--- Task goal ---
Which lines of the records contain the word "target", matching case? Locate each of them and copy it.

--- Input ---
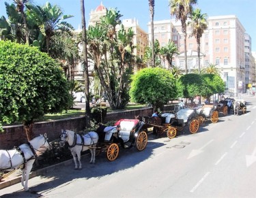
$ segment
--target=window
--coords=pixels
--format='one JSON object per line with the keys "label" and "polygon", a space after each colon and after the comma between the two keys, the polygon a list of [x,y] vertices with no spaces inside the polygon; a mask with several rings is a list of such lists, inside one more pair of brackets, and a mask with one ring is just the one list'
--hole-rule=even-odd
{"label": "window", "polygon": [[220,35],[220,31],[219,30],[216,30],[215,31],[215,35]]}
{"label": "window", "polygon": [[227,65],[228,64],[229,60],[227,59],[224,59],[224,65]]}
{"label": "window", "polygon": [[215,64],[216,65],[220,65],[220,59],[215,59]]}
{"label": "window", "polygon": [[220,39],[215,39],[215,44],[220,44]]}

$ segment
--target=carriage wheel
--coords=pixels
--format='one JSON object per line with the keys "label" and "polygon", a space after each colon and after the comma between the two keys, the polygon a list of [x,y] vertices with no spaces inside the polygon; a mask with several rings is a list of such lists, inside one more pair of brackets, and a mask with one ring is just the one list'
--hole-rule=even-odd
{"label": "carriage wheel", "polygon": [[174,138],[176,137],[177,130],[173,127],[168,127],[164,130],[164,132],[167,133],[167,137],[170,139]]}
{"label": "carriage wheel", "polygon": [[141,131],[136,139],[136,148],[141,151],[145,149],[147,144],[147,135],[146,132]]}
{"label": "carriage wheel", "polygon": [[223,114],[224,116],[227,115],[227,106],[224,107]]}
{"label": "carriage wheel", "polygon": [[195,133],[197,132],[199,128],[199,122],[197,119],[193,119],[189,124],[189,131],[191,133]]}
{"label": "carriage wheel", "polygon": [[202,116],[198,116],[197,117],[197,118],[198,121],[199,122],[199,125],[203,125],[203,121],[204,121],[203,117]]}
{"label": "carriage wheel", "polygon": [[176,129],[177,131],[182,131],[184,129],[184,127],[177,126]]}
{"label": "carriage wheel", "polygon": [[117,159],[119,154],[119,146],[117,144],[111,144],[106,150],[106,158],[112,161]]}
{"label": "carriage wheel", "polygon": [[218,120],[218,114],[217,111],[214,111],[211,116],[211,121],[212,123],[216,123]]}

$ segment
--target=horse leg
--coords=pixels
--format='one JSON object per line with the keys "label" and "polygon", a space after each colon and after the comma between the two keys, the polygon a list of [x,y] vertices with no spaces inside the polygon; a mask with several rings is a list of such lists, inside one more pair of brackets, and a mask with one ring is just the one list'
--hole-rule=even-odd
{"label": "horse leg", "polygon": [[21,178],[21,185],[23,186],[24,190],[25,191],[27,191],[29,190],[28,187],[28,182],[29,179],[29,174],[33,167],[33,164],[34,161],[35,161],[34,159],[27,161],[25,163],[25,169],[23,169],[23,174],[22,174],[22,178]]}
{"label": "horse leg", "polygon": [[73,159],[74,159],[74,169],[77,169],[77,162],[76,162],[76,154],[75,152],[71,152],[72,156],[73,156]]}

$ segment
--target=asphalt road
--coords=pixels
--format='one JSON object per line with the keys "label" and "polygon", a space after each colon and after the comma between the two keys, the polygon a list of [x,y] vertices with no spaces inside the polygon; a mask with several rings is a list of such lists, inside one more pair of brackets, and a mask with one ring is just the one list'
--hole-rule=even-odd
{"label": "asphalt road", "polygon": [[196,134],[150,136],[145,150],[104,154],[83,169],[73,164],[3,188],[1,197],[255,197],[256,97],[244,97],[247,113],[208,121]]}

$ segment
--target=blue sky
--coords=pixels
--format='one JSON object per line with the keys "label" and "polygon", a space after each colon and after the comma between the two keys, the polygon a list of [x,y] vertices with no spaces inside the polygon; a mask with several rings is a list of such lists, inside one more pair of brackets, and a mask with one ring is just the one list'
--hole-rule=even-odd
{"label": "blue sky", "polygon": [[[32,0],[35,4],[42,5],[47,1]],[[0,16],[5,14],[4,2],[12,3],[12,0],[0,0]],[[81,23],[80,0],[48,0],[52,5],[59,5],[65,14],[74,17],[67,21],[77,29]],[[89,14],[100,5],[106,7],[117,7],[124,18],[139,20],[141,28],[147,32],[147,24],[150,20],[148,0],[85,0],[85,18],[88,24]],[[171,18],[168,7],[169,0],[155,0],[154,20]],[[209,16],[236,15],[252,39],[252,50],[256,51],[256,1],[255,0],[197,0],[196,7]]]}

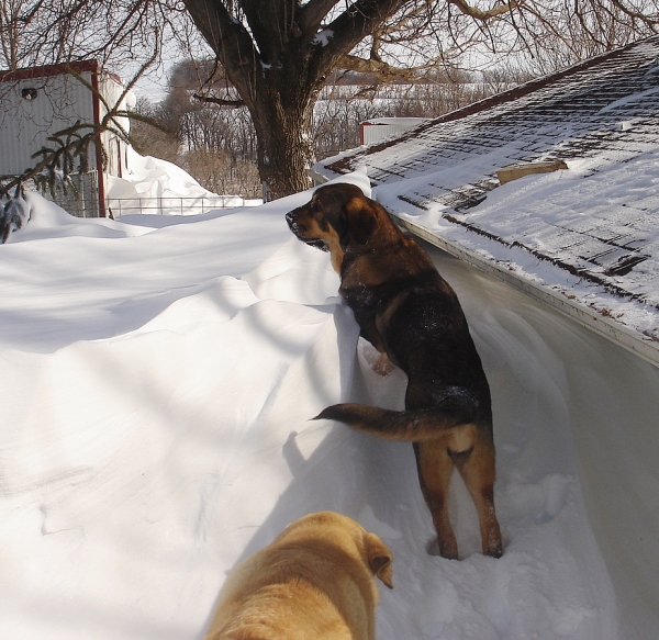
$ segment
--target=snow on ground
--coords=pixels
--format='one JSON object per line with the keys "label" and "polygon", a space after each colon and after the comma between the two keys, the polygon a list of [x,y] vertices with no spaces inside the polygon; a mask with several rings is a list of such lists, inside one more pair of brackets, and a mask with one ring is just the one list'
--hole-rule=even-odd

--- Full output ---
--target=window
--target=carriage wheel
--target=horse leg
--target=asphalt road
--target=blue sky
--target=snow on ground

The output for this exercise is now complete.